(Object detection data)
┌────────

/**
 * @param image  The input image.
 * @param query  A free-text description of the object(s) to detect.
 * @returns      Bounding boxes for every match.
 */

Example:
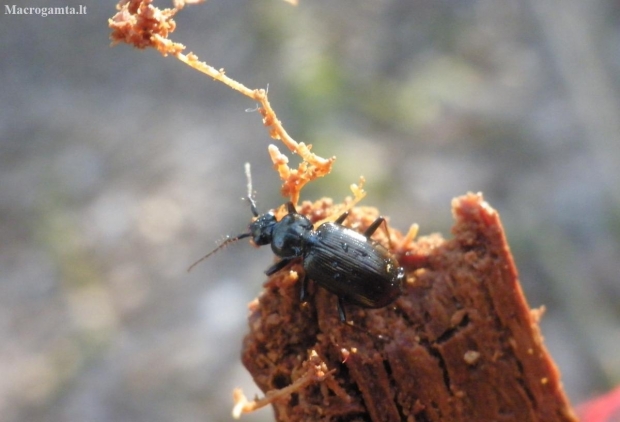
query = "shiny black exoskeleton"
[190,167,405,322]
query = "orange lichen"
[108,0,335,204]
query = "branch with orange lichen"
[108,0,335,204]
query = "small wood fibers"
[242,194,577,422]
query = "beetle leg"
[265,258,293,275]
[364,216,394,249]
[338,296,347,323]
[299,274,308,303]
[334,211,349,225]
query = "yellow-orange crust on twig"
[108,0,335,204]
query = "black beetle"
[190,164,405,322]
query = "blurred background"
[0,0,620,422]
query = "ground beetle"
[190,164,405,322]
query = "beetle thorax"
[250,212,277,246]
[271,213,313,258]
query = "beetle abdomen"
[303,223,404,308]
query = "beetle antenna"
[187,233,251,272]
[245,163,258,217]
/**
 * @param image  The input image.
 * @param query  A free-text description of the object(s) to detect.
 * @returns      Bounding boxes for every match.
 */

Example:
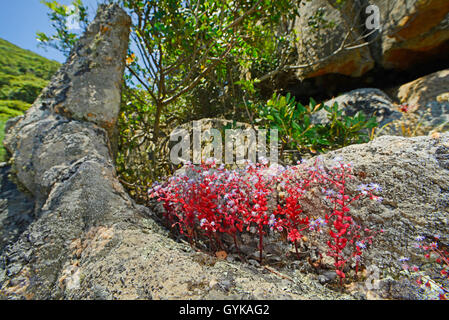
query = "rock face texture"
[312,88,401,127]
[290,0,449,79]
[0,5,449,299]
[371,0,449,69]
[0,5,352,299]
[314,133,449,275]
[295,0,374,78]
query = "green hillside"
[0,38,60,161]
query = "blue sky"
[0,0,99,62]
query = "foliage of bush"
[253,94,377,157]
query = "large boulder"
[371,0,449,69]
[288,0,449,80]
[0,4,351,299]
[311,133,449,277]
[295,0,374,79]
[312,88,401,127]
[384,70,449,134]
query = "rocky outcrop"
[0,5,351,299]
[371,0,449,69]
[312,88,401,127]
[290,0,449,80]
[312,133,449,275]
[0,1,449,299]
[295,0,374,78]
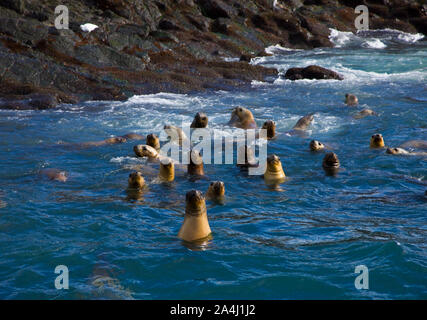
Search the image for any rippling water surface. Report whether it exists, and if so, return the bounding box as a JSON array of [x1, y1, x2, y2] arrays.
[[0, 28, 427, 299]]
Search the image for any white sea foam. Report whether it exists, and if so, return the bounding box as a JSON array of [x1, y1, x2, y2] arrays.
[[329, 28, 424, 49], [80, 23, 99, 32], [224, 57, 240, 62], [329, 28, 355, 48], [264, 44, 303, 54], [362, 39, 387, 49]]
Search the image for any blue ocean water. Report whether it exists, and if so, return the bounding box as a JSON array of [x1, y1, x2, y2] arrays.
[[0, 31, 427, 299]]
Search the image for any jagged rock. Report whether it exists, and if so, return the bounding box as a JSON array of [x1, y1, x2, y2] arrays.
[[0, 0, 427, 108], [285, 65, 344, 80], [197, 0, 236, 19]]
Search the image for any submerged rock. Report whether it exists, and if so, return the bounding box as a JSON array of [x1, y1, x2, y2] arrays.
[[285, 66, 344, 80], [0, 0, 427, 109]]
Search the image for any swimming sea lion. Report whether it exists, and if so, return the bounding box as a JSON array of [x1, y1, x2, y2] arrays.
[[145, 133, 160, 151], [353, 109, 377, 119], [190, 112, 208, 128], [264, 154, 286, 183], [122, 132, 146, 140], [400, 140, 427, 149], [386, 148, 427, 156], [262, 120, 276, 140], [187, 150, 205, 176], [370, 133, 384, 148], [206, 181, 225, 200], [345, 93, 359, 106], [237, 145, 257, 169], [77, 137, 127, 148], [40, 168, 68, 182], [292, 113, 314, 130], [310, 140, 325, 151], [163, 125, 187, 146], [133, 144, 159, 160], [178, 190, 212, 242], [228, 107, 256, 129], [128, 172, 145, 189], [322, 152, 340, 175], [159, 159, 175, 182]]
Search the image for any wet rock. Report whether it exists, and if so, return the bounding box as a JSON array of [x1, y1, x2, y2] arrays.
[[197, 0, 236, 19], [0, 0, 426, 109], [285, 65, 344, 80], [211, 18, 231, 35]]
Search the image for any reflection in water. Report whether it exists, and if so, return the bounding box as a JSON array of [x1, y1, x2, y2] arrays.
[[181, 233, 213, 251], [89, 261, 133, 300]]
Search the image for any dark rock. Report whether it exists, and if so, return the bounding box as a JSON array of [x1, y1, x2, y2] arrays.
[[197, 0, 236, 19], [240, 54, 255, 62], [159, 19, 181, 30], [0, 0, 426, 109], [211, 18, 231, 35], [409, 17, 427, 34], [285, 66, 344, 80]]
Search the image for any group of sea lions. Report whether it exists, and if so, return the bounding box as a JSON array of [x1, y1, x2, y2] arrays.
[[38, 94, 427, 242]]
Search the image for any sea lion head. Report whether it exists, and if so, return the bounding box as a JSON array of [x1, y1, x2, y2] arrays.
[[188, 150, 204, 176], [371, 133, 384, 148], [133, 144, 159, 159], [185, 190, 206, 216], [228, 107, 256, 129], [385, 148, 409, 154], [145, 133, 160, 150], [163, 124, 187, 145], [206, 181, 225, 198], [122, 132, 145, 140], [178, 190, 212, 242], [345, 93, 359, 106], [159, 159, 175, 181], [264, 154, 286, 180], [310, 140, 325, 151], [128, 172, 145, 189], [237, 145, 257, 169], [262, 120, 276, 139], [190, 112, 208, 128], [294, 113, 314, 130], [105, 137, 127, 144], [322, 152, 340, 175]]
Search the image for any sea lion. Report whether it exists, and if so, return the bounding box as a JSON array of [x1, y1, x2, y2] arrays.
[[237, 145, 257, 169], [145, 133, 160, 151], [190, 112, 208, 128], [228, 107, 256, 129], [159, 159, 175, 182], [400, 140, 427, 149], [264, 154, 286, 183], [178, 190, 212, 242], [133, 144, 159, 160], [370, 133, 384, 148], [310, 140, 325, 151], [385, 148, 427, 157], [206, 181, 225, 200], [121, 132, 146, 140], [345, 93, 359, 106], [262, 120, 276, 140], [292, 113, 314, 130], [77, 137, 127, 148], [128, 172, 145, 189], [163, 125, 187, 146], [40, 168, 68, 182], [187, 150, 205, 176], [353, 109, 377, 119], [322, 152, 340, 175]]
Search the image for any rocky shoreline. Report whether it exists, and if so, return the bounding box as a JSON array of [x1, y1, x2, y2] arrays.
[[0, 0, 427, 109]]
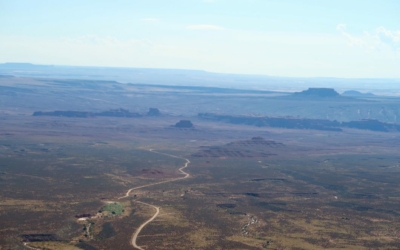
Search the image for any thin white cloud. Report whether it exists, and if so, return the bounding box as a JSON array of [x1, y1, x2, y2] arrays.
[[336, 23, 366, 46], [140, 17, 160, 22], [376, 26, 400, 43], [187, 24, 225, 30], [336, 24, 400, 58]]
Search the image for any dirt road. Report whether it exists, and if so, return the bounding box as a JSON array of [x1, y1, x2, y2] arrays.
[[118, 149, 190, 250]]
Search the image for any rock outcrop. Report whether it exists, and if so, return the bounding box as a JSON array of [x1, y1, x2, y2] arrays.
[[175, 120, 194, 128], [147, 108, 161, 116], [293, 88, 340, 98]]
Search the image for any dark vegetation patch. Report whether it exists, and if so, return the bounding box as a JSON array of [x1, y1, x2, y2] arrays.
[[327, 201, 373, 212], [250, 178, 286, 181], [244, 193, 260, 197], [97, 222, 117, 240], [253, 201, 289, 212], [192, 137, 284, 158], [75, 242, 98, 250], [21, 234, 60, 242], [217, 203, 236, 209]]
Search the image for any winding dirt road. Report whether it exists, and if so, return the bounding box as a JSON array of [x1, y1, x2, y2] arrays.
[[118, 149, 190, 250]]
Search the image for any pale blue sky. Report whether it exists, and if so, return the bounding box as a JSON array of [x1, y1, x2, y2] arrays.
[[0, 0, 400, 78]]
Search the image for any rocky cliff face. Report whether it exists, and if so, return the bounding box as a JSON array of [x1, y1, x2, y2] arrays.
[[147, 108, 161, 116], [293, 88, 340, 97], [198, 113, 400, 133], [175, 120, 194, 128]]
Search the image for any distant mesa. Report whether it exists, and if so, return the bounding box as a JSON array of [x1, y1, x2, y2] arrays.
[[198, 113, 400, 133], [147, 108, 161, 116], [342, 90, 375, 97], [293, 88, 340, 97], [175, 120, 194, 128], [33, 108, 142, 118]]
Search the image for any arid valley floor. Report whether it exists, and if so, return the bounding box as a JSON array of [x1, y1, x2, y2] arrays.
[[0, 77, 400, 250]]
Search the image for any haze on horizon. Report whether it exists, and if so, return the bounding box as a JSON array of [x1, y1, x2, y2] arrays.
[[0, 0, 400, 78]]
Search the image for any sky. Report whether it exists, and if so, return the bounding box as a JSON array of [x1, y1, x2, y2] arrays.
[[0, 0, 400, 78]]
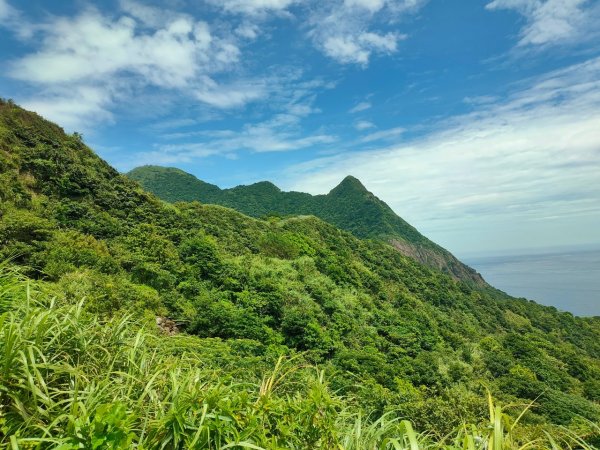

└────────

> _Exercise prompt_
Rewrite the listing from the line containing "Search the image for any distant" through the end, substituting "plateau" for "mesa" and keeping everything else the same. Leave out the pictures.

> _Answer_
Search the image for any distant plateau. Report whether it exists, and if so, return the bounding box as a JSON array of [x1, y1, x2, y2] arrays.
[[198, 113, 400, 133], [147, 108, 161, 116], [342, 90, 375, 97], [293, 88, 340, 97], [175, 120, 194, 128], [33, 108, 142, 118]]
Search the image for any arid valley floor. Report whether it exists, and if so, return the bounding box as a JSON array of [x1, y1, x2, y2] arrays.
[[0, 77, 400, 250]]
Search the image for any haze on horizon. Report whether it exists, and if so, return the bounding box as a JSON array of [x1, y1, x2, y2] arrays.
[[0, 0, 400, 78]]
Search the image for any sky. Report whether it exists, and if so, return the bounding box as a JSON array of [x1, y1, x2, y2] arrays.
[[0, 0, 400, 78]]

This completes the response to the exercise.